### [PROBLEM TO SOLVE]
According to the article on mobile devices and cloud computing, why does information need to live in the cloud? Answer in one to three sentences.

### [DOCUMENT EXTRACT]

By David Hillis (@davidhillis) Nov 15, 2011
When
Steve Jobs proclaimed that the post-PC era had arrived, most people assumed it
was the mobile phone that was the cause of this transition. Yet, alongside the
mobile phone, the heir apparent in the post-PC world is the cloud. Mobile is
expanding the cloud, and the relationship between mobile devices and cloud
computing is changing everything, from how consumers manage their information
to how developers build and manage applications on the Internet.
There
are a few key mobile trends that are contributing to rapid growth in cloud
computing.
According
to research by Pew, 35 percent of American adults today own a smartphone. That
number will soon exceed 50 percent. Consumers want all of their content on all
of their devices, from desktop PCs, to smartphones, to tablets and laptops.
Information needs to live in the cloud so it can be easily accessed by any
device.
To
address the need for content ubiquity, solutions like Apple iCloud and the
Amazon Cloud have been introduced to provide native cloud-based file storage
for mobile devices. However, when it comes to file storage in the cloud the
clear leader is Dropbox.
Dropbox
is a phenomenon. A start-up that emerged from obscurity to become the de facto
service people use to store and manage their files in the cloud, Dropbox has 45
million users today and is on pace to triple that number in 2012. Dropbox
already pushes more than 300 million files to the cloud every day.

### [RECORDED DATA]
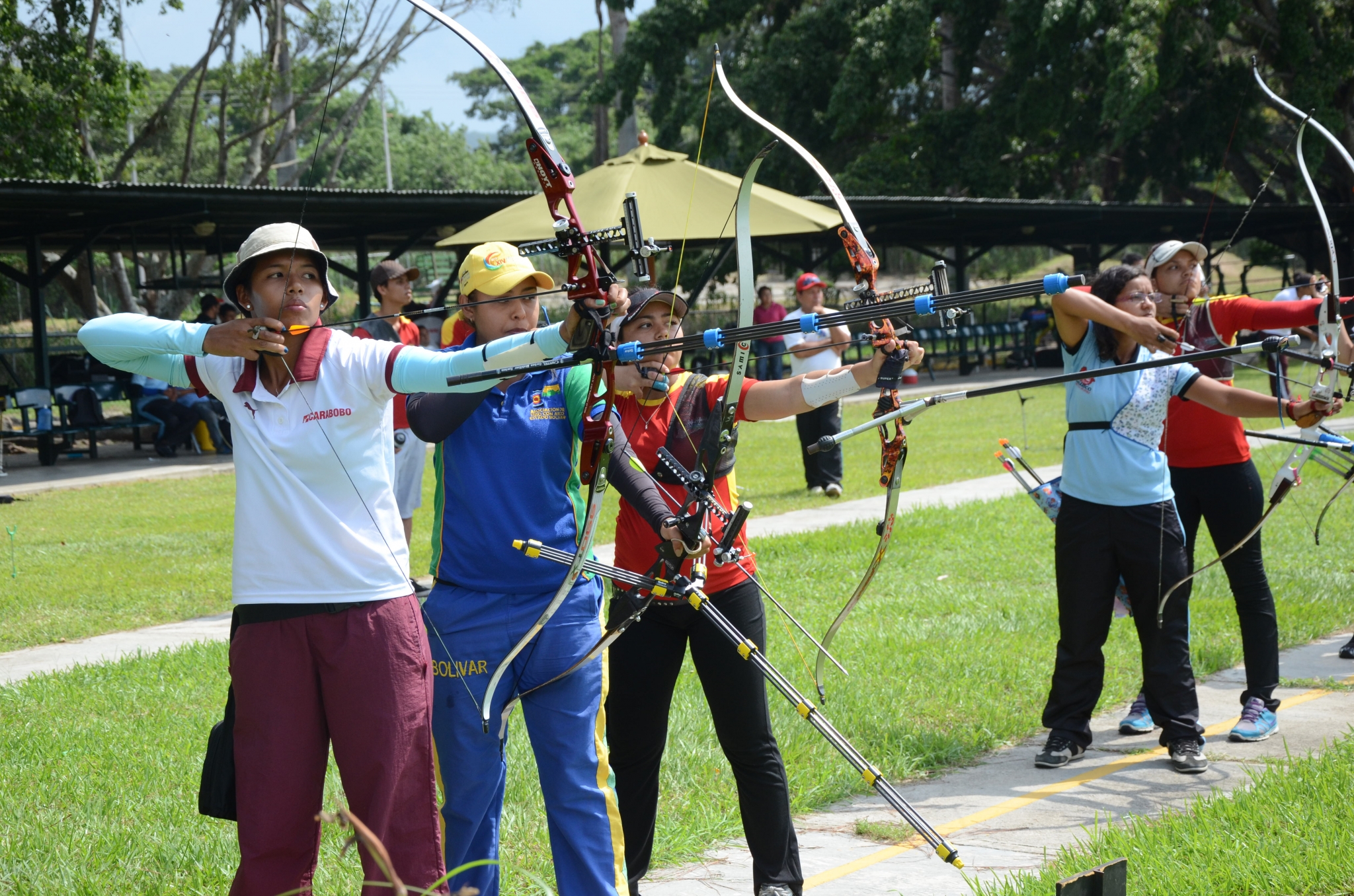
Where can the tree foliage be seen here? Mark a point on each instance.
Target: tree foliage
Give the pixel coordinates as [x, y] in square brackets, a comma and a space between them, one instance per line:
[58, 86]
[1100, 99]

### [RESPONSE]
Consumers want all of their content on all of their devices, from desktop PCs to smartphones, tablets and laptops. Keeping information in the cloud lets any of those devices reach it easily.